§ Extracted records:
★ ★ ★
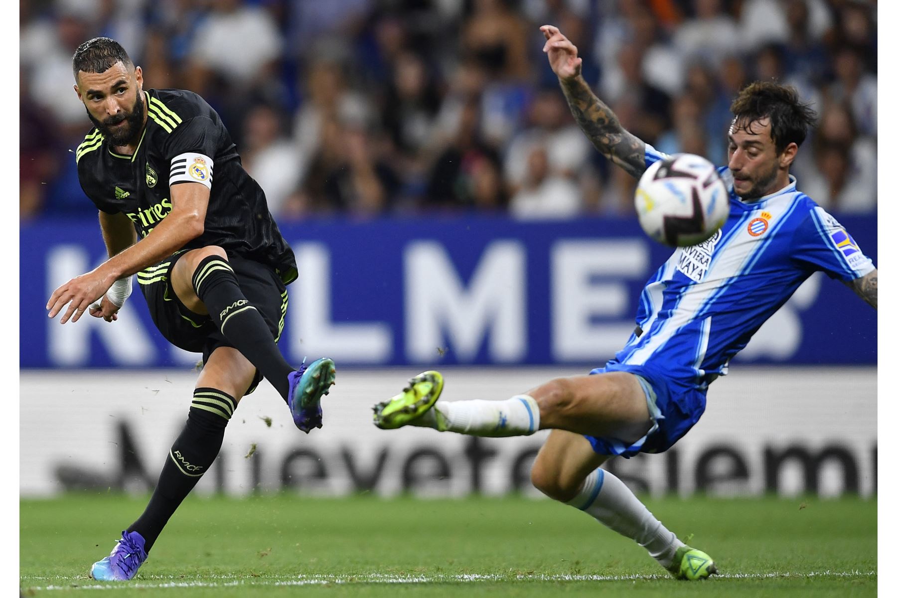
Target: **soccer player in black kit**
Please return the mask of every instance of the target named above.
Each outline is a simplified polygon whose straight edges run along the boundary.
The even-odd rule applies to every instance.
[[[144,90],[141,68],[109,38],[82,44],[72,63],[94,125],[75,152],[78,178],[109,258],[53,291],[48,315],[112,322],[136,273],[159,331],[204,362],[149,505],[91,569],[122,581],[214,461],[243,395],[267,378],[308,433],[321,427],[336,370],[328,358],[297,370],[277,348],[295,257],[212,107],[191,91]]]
★ ★ ★
§ Objective:
Copy the records above line for line, without changing a word, and leave out the pictures.

§ Solution below:
Target: **soccer player in black kit**
Please return the mask of every instance of the target named above.
Each outline is a simplified polygon whose straight edges run along the boundary.
The even-odd rule applies to every instance.
[[[144,90],[141,68],[109,38],[82,44],[72,63],[94,125],[75,152],[78,178],[109,258],[53,291],[48,315],[112,322],[136,273],[159,331],[204,362],[149,505],[91,569],[122,581],[214,461],[243,395],[267,378],[308,433],[321,427],[336,370],[328,358],[297,370],[277,348],[295,257],[212,107],[191,91]]]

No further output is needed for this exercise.